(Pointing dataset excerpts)

⁂

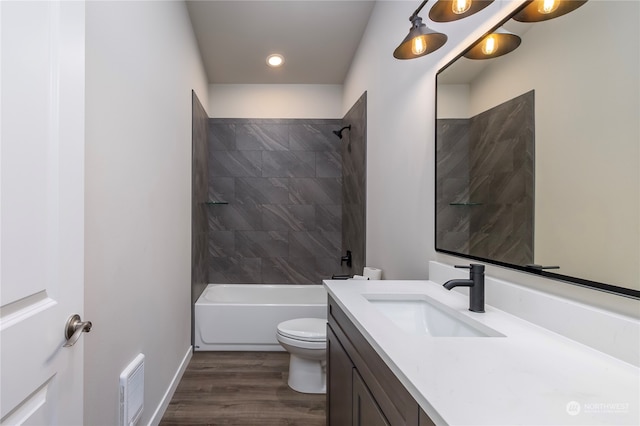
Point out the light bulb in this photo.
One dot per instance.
(548, 6)
(460, 6)
(490, 45)
(419, 45)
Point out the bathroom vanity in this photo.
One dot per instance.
(361, 389)
(390, 362)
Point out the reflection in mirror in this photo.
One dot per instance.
(538, 152)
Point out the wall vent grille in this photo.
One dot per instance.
(132, 392)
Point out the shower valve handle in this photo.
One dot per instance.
(346, 258)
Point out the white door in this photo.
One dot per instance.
(41, 210)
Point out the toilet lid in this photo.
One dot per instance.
(310, 329)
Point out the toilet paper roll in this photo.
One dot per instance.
(372, 273)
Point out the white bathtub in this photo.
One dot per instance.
(244, 317)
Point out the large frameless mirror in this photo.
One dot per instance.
(537, 151)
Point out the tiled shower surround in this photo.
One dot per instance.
(282, 180)
(485, 183)
(199, 195)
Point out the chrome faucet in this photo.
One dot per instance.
(475, 284)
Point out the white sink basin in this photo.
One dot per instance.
(420, 315)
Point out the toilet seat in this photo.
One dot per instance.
(304, 329)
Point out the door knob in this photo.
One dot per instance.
(74, 328)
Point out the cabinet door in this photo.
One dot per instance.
(365, 409)
(339, 367)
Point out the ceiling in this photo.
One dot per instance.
(318, 39)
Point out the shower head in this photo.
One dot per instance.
(338, 133)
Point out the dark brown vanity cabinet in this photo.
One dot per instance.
(361, 389)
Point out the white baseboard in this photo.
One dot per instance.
(166, 399)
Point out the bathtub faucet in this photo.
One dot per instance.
(475, 284)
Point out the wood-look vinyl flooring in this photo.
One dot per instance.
(241, 388)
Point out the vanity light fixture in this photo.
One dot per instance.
(275, 60)
(421, 40)
(498, 43)
(543, 10)
(452, 10)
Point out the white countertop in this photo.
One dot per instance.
(531, 376)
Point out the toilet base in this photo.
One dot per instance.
(307, 375)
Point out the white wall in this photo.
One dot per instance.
(275, 101)
(141, 64)
(400, 147)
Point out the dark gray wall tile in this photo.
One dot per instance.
(222, 189)
(235, 163)
(222, 136)
(235, 217)
(315, 190)
(493, 153)
(328, 164)
(262, 190)
(262, 243)
(222, 243)
(314, 137)
(288, 164)
(277, 176)
(269, 137)
(281, 217)
(329, 217)
(224, 270)
(314, 244)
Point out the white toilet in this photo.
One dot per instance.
(306, 340)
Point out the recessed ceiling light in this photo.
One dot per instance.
(275, 60)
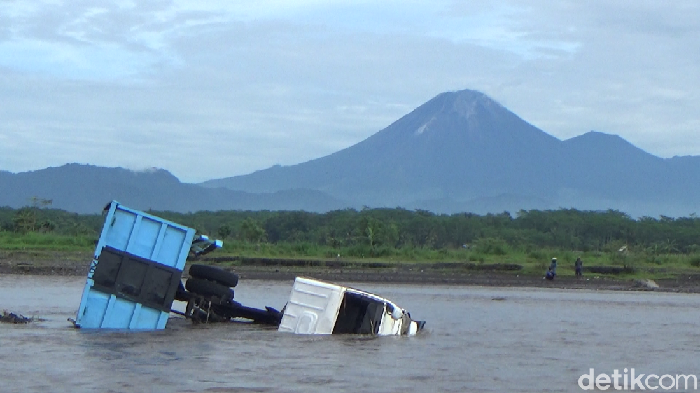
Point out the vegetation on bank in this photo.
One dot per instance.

⁂

→ **What is required**
Retype verbatim only the lines beginning with the line that contains "Point out the white countertop in this photo." and ending with the last line of the listing above; pictures are to be excluded.

→ **Written response**
Point out the white countertop in this photo.
One dot per instance.
(531, 376)
Point out the toilet base in this photo.
One dot per instance.
(307, 375)
Point out the white wall in this photo.
One dot per instance.
(275, 101)
(141, 64)
(400, 147)
Point out the dark gray wall tile in this photo.
One dot per instance.
(222, 189)
(235, 163)
(222, 136)
(235, 217)
(315, 190)
(493, 153)
(328, 164)
(262, 190)
(262, 243)
(222, 243)
(314, 137)
(288, 164)
(277, 176)
(269, 137)
(281, 217)
(329, 217)
(224, 270)
(314, 244)
Point out the white toilet in this photo.
One dot per instance.
(306, 340)
Point out the recessed ceiling light in this photo.
One dot per instance.
(275, 60)
Point out the vegetation on bank in this photo.
One dot per instance.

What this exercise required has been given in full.